Ирина Почерк (Тюмень — Ашкелон)
6 октября мы веселились, праздновали два дня рождения — мой и моей дочери. А утром 7 октября проснулись от «бумов», которых не было слышно с мая. Сирены выли одна за другой, взрывы были где-то совсем рядом, телефон просто разрывался от уведомлений о воздушной тревоге и сообщений от друзей из разных уголков Израиля. Мы сразу пошли в защищенную комнату, где просидели с 6:30 до 11 утра. Выходили буквально на пару минут, чтобы посмотреть обстановку с балкона. Везде был черный дым. Потом опять начинались сирены, и мы бежали обратно в бомбоубежище. Был страх от неожиданности, ведь ничего не предвещало такого ужаса.
Когда мы прочитали новости и узнали о том, что случилось на фестивале на юге страны, были в шоке. Эти фото и видео со всеми подробностями — жутко, ужасно, страшно.
Первые дни боялись выйти из дома: сирена могла застать где угодно, а уличные бомбоубежища открылись не сразу. Но мыслей уезжать куда-то из страны не было: мы тут живем, это наш дом. И потом, как мы можем оставить своих в такой момент? Мы не беглецы.
Прошел год, но эта трагедия все еще с нами. В нашем окружении нет ни одного человека, которого бы она не коснулось. У всех есть кто-то знакомый с того фестиваля, который был убит или попал в плен. На протяжении всего года люди ждали возвращения заложников из Газы. На всех мероприятиях во всех городах Израиля ставят пустые стулья для людей, которые могли бы быть сегодня с нами. Я не знаю, есть ли шансы, что похищенные живы и вернутся домой. Очень бы этого хотелось, но прошел год… Верим, но сильно не надеемся. Больше всего мы хотим, чтобы такого больше никогда не случилось. Чтобы люди могли вернуться в свои дома. Чтобы наши дети, которые через несколько лет пойдут служить, вернулись живыми. Чтобы эта война наконец закончилась. Чтобы была конкретная безопасность. И мы все готовы на все ради этих целей. А ракетные атаки? Пересидим, ничего страшного.
Настя С. (Москва — Тель-Авив — Иерусалим)
6 октября 2023 года я работала допоздна, домой пришла только в три часа ночи, а рано утром меня разбудила сирена. У меня нет бомбоубежища — ни в квартире, ни в подъезде дома, поэтому я сидела под столом, закрывшись чемоданами. Справиться со страхом мне помогали мои друзья из разных концов мира. Родственники уговаривали меня уехать из Израиля, но я не хотела — думала, что все это закончится за пару дней или пару недель. Однако ошибалась.
Как бы страшно ни звучало, я очень быстро привыкла к обстрелам, хотя психологически, конечно, это на меня сильно влияет.

▶ БЛОК ДАННЫХ:
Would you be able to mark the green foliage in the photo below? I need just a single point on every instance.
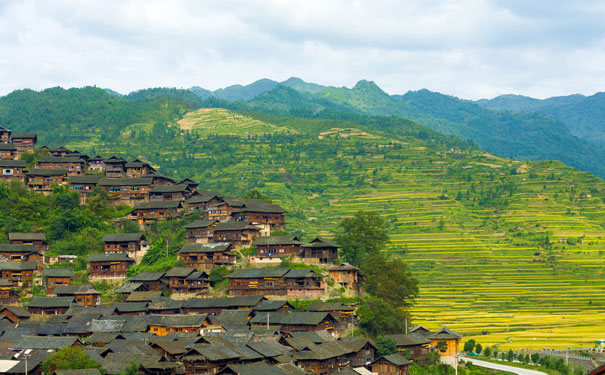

▶ ФОРМУЛИРОВКА ЗАДАНИЯ:
Где, согласно фрагменту документа, укрывалась Настя С., когда ее разбудила сирена?

▶ ПОЛНЫЙ ОТВЕТ:
Под столом, закрывшись чемоданами.